## Task to complete
Without changing anything, reproduce every record below.

## Task input
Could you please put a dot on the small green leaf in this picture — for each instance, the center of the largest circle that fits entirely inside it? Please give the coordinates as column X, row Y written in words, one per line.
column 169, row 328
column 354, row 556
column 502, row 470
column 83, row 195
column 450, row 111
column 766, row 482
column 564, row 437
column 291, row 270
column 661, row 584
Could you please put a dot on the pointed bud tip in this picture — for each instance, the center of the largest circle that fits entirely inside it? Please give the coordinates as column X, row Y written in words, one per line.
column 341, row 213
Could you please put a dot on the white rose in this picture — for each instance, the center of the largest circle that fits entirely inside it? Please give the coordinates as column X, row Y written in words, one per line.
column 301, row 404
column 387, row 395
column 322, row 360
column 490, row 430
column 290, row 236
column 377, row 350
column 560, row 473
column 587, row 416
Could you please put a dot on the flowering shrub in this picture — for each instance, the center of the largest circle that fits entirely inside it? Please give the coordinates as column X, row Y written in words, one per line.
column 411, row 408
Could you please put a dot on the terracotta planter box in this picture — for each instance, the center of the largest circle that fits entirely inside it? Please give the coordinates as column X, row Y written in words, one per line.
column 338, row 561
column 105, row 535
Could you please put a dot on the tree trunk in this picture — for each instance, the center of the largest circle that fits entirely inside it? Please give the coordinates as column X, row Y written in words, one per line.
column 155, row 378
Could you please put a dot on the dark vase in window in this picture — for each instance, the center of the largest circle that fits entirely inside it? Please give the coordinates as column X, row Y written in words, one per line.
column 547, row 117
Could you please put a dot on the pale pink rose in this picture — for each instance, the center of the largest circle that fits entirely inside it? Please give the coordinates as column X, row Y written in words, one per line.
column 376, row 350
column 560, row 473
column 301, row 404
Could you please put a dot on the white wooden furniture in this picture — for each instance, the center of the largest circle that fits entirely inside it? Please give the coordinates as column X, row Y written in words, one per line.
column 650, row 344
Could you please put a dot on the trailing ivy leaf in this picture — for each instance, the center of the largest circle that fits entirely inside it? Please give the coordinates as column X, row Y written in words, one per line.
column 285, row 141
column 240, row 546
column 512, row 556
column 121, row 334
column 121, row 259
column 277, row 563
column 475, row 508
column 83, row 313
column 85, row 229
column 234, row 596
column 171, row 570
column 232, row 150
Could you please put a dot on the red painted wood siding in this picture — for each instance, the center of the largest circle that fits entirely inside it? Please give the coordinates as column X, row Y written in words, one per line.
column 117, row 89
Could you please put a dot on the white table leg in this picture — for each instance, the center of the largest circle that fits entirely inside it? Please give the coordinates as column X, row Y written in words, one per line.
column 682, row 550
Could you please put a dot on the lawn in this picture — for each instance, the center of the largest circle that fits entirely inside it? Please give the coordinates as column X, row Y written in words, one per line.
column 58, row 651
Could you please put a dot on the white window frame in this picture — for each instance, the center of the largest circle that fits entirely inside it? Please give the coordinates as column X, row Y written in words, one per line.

## Answer
Could you please put a dot on the small green leaf in this picture — for each instance, the center of the largest circle that fits entirely inside it? Please give the coordinates as column X, row Y written in words, one per line.
column 169, row 328
column 354, row 556
column 502, row 470
column 83, row 195
column 450, row 111
column 766, row 482
column 564, row 437
column 291, row 270
column 661, row 584
Could you please put a dot on the pointed bud tip in this picture — for each instance, the center of the largest circle that fits entirely inside it? Please give the coordinates as column X, row Y written in words, one per line.
column 341, row 213
Could you please put a dot on the white rose in this picture — for each instance, the center of the largest circle that fits entirely inside it? Please give the coordinates as column X, row Y written in words, one per line.
column 301, row 404
column 387, row 395
column 322, row 360
column 490, row 430
column 290, row 236
column 377, row 350
column 560, row 473
column 587, row 416
Could you please put a dot on the flowering shrub in this picture — for each instance, the center of the largest circle that fits entirely inside it? Please give the coordinates as column X, row Y written in words, one per line.
column 411, row 408
Could you please put a dot on the terracotta planter box in this picture — for each instance, the center of the largest circle that fits entirely inside it? Please give the coordinates as column X, row Y written in words, one per line.
column 338, row 561
column 105, row 535
Could you please put a dot on the tree trunk in this picture — for each instance, the center of the largest circle that fits entirely inside it? Please give the coordinates as column X, row Y written in words, one per line.
column 155, row 378
Could you please put a dot on the dark vase in window in this picture — for each instance, the center of the largest circle that fits entirely inside it? Please give the coordinates as column X, row Y written in words, one per line.
column 547, row 117
Could you please put a dot on the pale pink rose in this picture — for each instance, the center of the largest circle that fits entirely inside it? Please give the coordinates as column X, row Y written in words, one per line.
column 376, row 350
column 560, row 473
column 301, row 404
Could you please put a dot on the white wooden furniture in this picture — for each instance, the center of the largest circle that fits entirely inside it? Please give the coordinates as column X, row Y written in words, one per line.
column 650, row 344
Could you please put a dot on the trailing ivy leaf in this picture — for each instance, the center of the largest circle that fits entirely inside it? Please give the coordinates as column X, row Y written in words, one per line.
column 285, row 141
column 240, row 546
column 512, row 556
column 121, row 334
column 121, row 259
column 277, row 563
column 475, row 508
column 83, row 313
column 85, row 229
column 234, row 596
column 171, row 570
column 232, row 150
Could you please put a dot on the red painted wood siding in this picture — for each instance, the center of the largest circle that fits entirely inside it? Please give the coordinates as column X, row Y written in words, one per line.
column 117, row 89
Could you please put a dot on the white table leg in this picture — for each instance, the center of the largest circle that fits entirely inside it? Please give the coordinates as column X, row Y written in words, one per line.
column 682, row 550
Could you please put a dot on the lawn in this picture — for each instance, the center of the largest circle that fits entirely inside it? Please give the coordinates as column X, row Y written in words, one per line.
column 58, row 651
Could you please put a dot on the white window frame in this picture — for each instance, the center of the largest circle that fits entirely inside it? Please give the coordinates as column X, row Y written in words, one per line.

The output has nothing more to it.